- **DIRECTION**: Format every line of the entries below as a JSON list of strings, with one string per line and blank lines left out.

- **SUPPLIED INFORMATION**:
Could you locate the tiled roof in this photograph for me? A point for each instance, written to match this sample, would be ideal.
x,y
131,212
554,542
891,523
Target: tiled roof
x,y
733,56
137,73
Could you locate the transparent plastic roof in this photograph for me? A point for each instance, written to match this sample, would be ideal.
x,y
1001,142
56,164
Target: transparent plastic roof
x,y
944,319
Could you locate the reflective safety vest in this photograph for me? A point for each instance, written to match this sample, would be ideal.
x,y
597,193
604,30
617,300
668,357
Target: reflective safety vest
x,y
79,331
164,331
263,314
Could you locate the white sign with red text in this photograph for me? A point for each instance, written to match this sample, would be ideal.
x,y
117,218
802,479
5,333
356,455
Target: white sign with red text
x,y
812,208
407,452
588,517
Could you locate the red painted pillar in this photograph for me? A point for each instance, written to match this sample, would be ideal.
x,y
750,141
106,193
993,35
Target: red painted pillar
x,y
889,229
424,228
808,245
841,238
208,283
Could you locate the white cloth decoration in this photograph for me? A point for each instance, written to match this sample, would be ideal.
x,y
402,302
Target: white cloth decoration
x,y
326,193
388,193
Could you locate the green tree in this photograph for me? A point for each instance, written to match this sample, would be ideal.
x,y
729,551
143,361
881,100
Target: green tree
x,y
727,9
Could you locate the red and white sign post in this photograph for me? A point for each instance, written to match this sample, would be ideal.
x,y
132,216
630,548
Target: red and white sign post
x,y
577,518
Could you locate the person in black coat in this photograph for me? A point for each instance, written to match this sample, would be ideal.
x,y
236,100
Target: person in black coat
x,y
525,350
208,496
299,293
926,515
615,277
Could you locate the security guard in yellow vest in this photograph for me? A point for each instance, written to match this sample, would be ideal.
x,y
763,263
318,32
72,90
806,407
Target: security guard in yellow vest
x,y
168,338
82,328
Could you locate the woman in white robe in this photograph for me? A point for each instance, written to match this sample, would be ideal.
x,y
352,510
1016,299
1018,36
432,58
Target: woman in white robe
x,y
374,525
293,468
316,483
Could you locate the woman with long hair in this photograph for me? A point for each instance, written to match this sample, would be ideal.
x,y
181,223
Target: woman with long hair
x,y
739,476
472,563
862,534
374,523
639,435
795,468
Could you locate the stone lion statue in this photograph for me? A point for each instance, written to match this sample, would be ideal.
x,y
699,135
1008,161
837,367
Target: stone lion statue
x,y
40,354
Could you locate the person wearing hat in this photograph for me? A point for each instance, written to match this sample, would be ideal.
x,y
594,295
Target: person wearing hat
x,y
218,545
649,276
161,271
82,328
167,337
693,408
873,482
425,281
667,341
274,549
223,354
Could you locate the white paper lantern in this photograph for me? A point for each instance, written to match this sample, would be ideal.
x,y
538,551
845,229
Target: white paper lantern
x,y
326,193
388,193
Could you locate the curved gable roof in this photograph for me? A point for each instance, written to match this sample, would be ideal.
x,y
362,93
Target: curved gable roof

- **WRITTEN RESPONSE**:
[
  "Could you locate the tiled roof in this photograph for me? A point for each instance, written to match this sample, would be ideal.",
  "x,y",
  "131,212",
  "554,542",
  "891,523",
  "Target: tiled roof",
  "x,y",
  "733,56",
  "137,73",
  "Could you locate the transparent plastic roof in this photograph for me? A point for each instance, written to match this sample, would be ideal.",
  "x,y",
  "1001,142",
  "56,164",
  "Target: transparent plastic roof",
  "x,y",
  "944,319",
  "Could you locate the reflective safety vest in this photograph for me? A point for each instance, written to match this sample, would be ideal.",
  "x,y",
  "597,193",
  "604,30",
  "617,300",
  "668,357",
  "Target: reflective safety vest",
  "x,y",
  "79,331",
  "164,331",
  "263,314",
  "Could you locate the white sign with red text in this photograph for me? A point for each instance, written to match this sample, would be ideal.",
  "x,y",
  "117,218",
  "802,479",
  "5,333",
  "356,455",
  "Target: white sign with red text",
  "x,y",
  "812,208",
  "407,452",
  "588,517",
  "Could you locate the red painted pillar in this photograph for me? A point for each instance, written to match this sample, would be ideal.",
  "x,y",
  "750,141",
  "106,193",
  "993,35",
  "Target: red painted pillar",
  "x,y",
  "889,229",
  "424,228",
  "808,245",
  "841,238",
  "208,283",
  "Could you locate the white cloth decoration in this photograph for me? A point for each instance, written to match this sample, would be ideal.",
  "x,y",
  "402,302",
  "Target: white cloth decoration",
  "x,y",
  "326,193",
  "388,193",
  "Could you locate the green tree in this photograph for me? A point for each instance, written to match this sample, would be ideal.",
  "x,y",
  "729,551",
  "143,361",
  "881,100",
  "Target: green tree",
  "x,y",
  "727,9",
  "Could you locate the red and white sign post in this photograph for me? A point for each instance, written to match this sample, would be ideal.",
  "x,y",
  "132,216",
  "630,548",
  "Target: red and white sign post",
  "x,y",
  "577,518",
  "Could you locate the person in black coat in this photograph for me? A point for each instance, written to match this sample, would be ideal.",
  "x,y",
  "236,100",
  "Target: person in black coat",
  "x,y",
  "525,350",
  "208,496",
  "299,293",
  "926,515",
  "615,277",
  "Could you locate the security guard in yellow vest in this photograph for me? A point for each instance, written to match this sample, would be ideal.",
  "x,y",
  "763,263",
  "318,32",
  "72,90",
  "806,407",
  "Target: security guard in yellow vest",
  "x,y",
  "168,338",
  "82,328",
  "Could you locate the woman in white robe in this photograph for me? A point for each instance, written to match this sample, would be ideal.",
  "x,y",
  "352,510",
  "1016,299",
  "1018,36",
  "432,58",
  "Target: woman in white robe",
  "x,y",
  "374,525",
  "293,468",
  "316,483",
  "Could you locate the woman with long hair in this photograph for me? A point for each instance, written to match this sample, would be ideal.",
  "x,y",
  "181,223",
  "Target: woman with long hair",
  "x,y",
  "739,476",
  "472,563",
  "862,534",
  "374,523",
  "639,435",
  "795,468",
  "Could you locate the stone lion statue in this photograph for me? A point for each instance, written to match this sample, would be ideal.",
  "x,y",
  "699,135",
  "1008,161",
  "837,367",
  "Target: stone lion statue",
  "x,y",
  "40,354",
  "Could you locate the person wearing hat in this photograph for me? A point for each instance, written to match this sample, would be ideal.",
  "x,y",
  "594,295",
  "Target: person wearing hat",
  "x,y",
  "218,545",
  "649,276",
  "161,271",
  "82,328",
  "167,337",
  "693,408",
  "873,482",
  "425,281",
  "667,341",
  "274,549",
  "223,354",
  "Could you locate the white paper lantern in this photograph for me? A point for each instance, written to match this sample, would be ideal.",
  "x,y",
  "538,551",
  "845,229",
  "Target: white paper lantern",
  "x,y",
  "326,193",
  "388,193",
  "Could you locate the curved gable roof in this photograph for me? A point for each instance, written to match this sample, would be ideal.",
  "x,y",
  "362,93",
  "Target: curved gable roof"
]